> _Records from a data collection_

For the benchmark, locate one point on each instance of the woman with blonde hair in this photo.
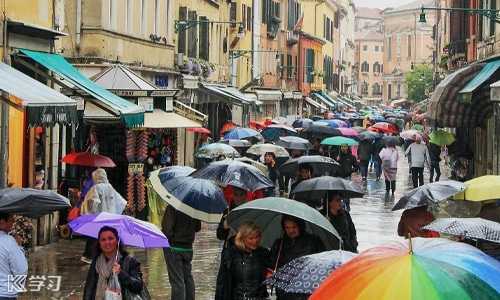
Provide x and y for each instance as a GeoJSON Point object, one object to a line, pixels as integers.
{"type": "Point", "coordinates": [243, 266]}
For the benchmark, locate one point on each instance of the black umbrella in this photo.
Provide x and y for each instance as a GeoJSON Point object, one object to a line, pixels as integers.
{"type": "Point", "coordinates": [235, 173]}
{"type": "Point", "coordinates": [430, 193]}
{"type": "Point", "coordinates": [30, 202]}
{"type": "Point", "coordinates": [321, 165]}
{"type": "Point", "coordinates": [294, 143]}
{"type": "Point", "coordinates": [316, 188]}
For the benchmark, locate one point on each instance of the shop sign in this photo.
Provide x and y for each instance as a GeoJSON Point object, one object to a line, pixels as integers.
{"type": "Point", "coordinates": [135, 168]}
{"type": "Point", "coordinates": [146, 102]}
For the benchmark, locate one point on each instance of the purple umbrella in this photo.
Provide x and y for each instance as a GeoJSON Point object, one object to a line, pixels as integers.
{"type": "Point", "coordinates": [132, 232]}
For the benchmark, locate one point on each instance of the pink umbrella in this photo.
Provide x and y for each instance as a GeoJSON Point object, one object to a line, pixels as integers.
{"type": "Point", "coordinates": [348, 131]}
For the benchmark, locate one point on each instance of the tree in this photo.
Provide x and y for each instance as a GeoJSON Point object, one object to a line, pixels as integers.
{"type": "Point", "coordinates": [419, 82]}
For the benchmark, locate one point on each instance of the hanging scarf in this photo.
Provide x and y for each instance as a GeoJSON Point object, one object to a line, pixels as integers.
{"type": "Point", "coordinates": [104, 269]}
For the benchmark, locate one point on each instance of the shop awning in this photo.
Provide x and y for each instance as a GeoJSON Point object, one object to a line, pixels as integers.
{"type": "Point", "coordinates": [484, 75]}
{"type": "Point", "coordinates": [162, 119]}
{"type": "Point", "coordinates": [269, 95]}
{"type": "Point", "coordinates": [43, 105]}
{"type": "Point", "coordinates": [131, 114]}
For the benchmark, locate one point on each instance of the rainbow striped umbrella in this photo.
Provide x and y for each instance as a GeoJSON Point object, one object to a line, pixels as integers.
{"type": "Point", "coordinates": [421, 268]}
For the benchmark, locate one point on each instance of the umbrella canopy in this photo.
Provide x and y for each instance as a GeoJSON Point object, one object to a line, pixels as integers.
{"type": "Point", "coordinates": [239, 133]}
{"type": "Point", "coordinates": [273, 132]}
{"type": "Point", "coordinates": [294, 143]}
{"type": "Point", "coordinates": [200, 199]}
{"type": "Point", "coordinates": [215, 150]}
{"type": "Point", "coordinates": [316, 188]}
{"type": "Point", "coordinates": [235, 173]}
{"type": "Point", "coordinates": [339, 140]}
{"type": "Point", "coordinates": [441, 138]}
{"type": "Point", "coordinates": [267, 213]}
{"type": "Point", "coordinates": [430, 193]}
{"type": "Point", "coordinates": [320, 164]}
{"type": "Point", "coordinates": [411, 134]}
{"type": "Point", "coordinates": [304, 274]}
{"type": "Point", "coordinates": [174, 171]}
{"type": "Point", "coordinates": [132, 232]}
{"type": "Point", "coordinates": [237, 143]}
{"type": "Point", "coordinates": [417, 269]}
{"type": "Point", "coordinates": [31, 203]}
{"type": "Point", "coordinates": [476, 228]}
{"type": "Point", "coordinates": [385, 127]}
{"type": "Point", "coordinates": [261, 149]}
{"type": "Point", "coordinates": [481, 189]}
{"type": "Point", "coordinates": [200, 130]}
{"type": "Point", "coordinates": [87, 159]}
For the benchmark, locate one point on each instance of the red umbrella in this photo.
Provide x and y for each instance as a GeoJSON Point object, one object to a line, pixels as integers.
{"type": "Point", "coordinates": [200, 130]}
{"type": "Point", "coordinates": [384, 127]}
{"type": "Point", "coordinates": [87, 159]}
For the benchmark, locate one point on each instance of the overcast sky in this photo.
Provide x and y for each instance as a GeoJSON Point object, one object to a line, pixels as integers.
{"type": "Point", "coordinates": [381, 3]}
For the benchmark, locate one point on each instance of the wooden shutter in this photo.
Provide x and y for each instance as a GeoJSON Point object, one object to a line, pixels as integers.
{"type": "Point", "coordinates": [181, 40]}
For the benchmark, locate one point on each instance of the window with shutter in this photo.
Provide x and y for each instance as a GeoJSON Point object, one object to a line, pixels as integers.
{"type": "Point", "coordinates": [181, 40]}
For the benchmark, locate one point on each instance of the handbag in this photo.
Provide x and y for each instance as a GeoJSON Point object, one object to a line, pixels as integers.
{"type": "Point", "coordinates": [128, 295]}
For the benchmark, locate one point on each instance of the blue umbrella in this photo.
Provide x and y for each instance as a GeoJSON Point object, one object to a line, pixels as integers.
{"type": "Point", "coordinates": [235, 173]}
{"type": "Point", "coordinates": [240, 133]}
{"type": "Point", "coordinates": [174, 171]}
{"type": "Point", "coordinates": [198, 198]}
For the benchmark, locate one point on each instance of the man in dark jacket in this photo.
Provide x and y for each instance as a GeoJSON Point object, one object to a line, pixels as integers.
{"type": "Point", "coordinates": [341, 220]}
{"type": "Point", "coordinates": [435, 158]}
{"type": "Point", "coordinates": [180, 230]}
{"type": "Point", "coordinates": [296, 242]}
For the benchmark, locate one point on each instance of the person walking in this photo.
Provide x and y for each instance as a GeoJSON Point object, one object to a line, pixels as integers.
{"type": "Point", "coordinates": [435, 159]}
{"type": "Point", "coordinates": [112, 259]}
{"type": "Point", "coordinates": [296, 242]}
{"type": "Point", "coordinates": [342, 222]}
{"type": "Point", "coordinates": [13, 262]}
{"type": "Point", "coordinates": [365, 150]}
{"type": "Point", "coordinates": [180, 229]}
{"type": "Point", "coordinates": [243, 267]}
{"type": "Point", "coordinates": [389, 160]}
{"type": "Point", "coordinates": [419, 157]}
{"type": "Point", "coordinates": [101, 197]}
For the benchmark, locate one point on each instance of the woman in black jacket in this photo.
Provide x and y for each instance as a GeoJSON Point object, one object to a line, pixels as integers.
{"type": "Point", "coordinates": [111, 259]}
{"type": "Point", "coordinates": [243, 267]}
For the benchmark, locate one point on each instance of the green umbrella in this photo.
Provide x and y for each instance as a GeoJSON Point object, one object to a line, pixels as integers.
{"type": "Point", "coordinates": [441, 137]}
{"type": "Point", "coordinates": [267, 213]}
{"type": "Point", "coordinates": [339, 140]}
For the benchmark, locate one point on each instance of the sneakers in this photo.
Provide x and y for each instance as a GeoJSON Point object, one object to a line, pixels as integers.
{"type": "Point", "coordinates": [86, 260]}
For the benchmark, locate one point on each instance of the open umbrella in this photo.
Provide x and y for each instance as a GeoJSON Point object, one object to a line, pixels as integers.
{"type": "Point", "coordinates": [215, 150]}
{"type": "Point", "coordinates": [294, 143]}
{"type": "Point", "coordinates": [267, 213]}
{"type": "Point", "coordinates": [200, 199]}
{"type": "Point", "coordinates": [304, 274]}
{"type": "Point", "coordinates": [430, 193]}
{"type": "Point", "coordinates": [321, 165]}
{"type": "Point", "coordinates": [476, 228]}
{"type": "Point", "coordinates": [415, 269]}
{"type": "Point", "coordinates": [316, 188]}
{"type": "Point", "coordinates": [441, 138]}
{"type": "Point", "coordinates": [87, 159]}
{"type": "Point", "coordinates": [260, 149]}
{"type": "Point", "coordinates": [338, 141]}
{"type": "Point", "coordinates": [174, 171]}
{"type": "Point", "coordinates": [31, 203]}
{"type": "Point", "coordinates": [481, 189]}
{"type": "Point", "coordinates": [235, 173]}
{"type": "Point", "coordinates": [132, 232]}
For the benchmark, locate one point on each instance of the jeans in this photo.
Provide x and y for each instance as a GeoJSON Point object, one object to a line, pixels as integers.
{"type": "Point", "coordinates": [435, 167]}
{"type": "Point", "coordinates": [179, 274]}
{"type": "Point", "coordinates": [417, 176]}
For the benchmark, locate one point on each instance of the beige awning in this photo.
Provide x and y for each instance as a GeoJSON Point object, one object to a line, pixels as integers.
{"type": "Point", "coordinates": [162, 119]}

> _EXERCISE TASK_
Starting at the line that contains "jeans in this photo.", output each remaining line of the listing, the last line included, exactly as it appears.

> _SOLUTION TO THIS PROBLEM_
For the benchmark, locate one point on each instance of the jeans in this photo.
Provide x and y for each instance as a GeoJSON Point object, one object to a line, pixels as integers.
{"type": "Point", "coordinates": [435, 167]}
{"type": "Point", "coordinates": [179, 274]}
{"type": "Point", "coordinates": [417, 176]}
For the benchmark, locate one point on each instance of the beige awning in this photo.
Provide x and y for each instance as a GeoJSON Point object, one object to a line, pixels as integers.
{"type": "Point", "coordinates": [162, 119]}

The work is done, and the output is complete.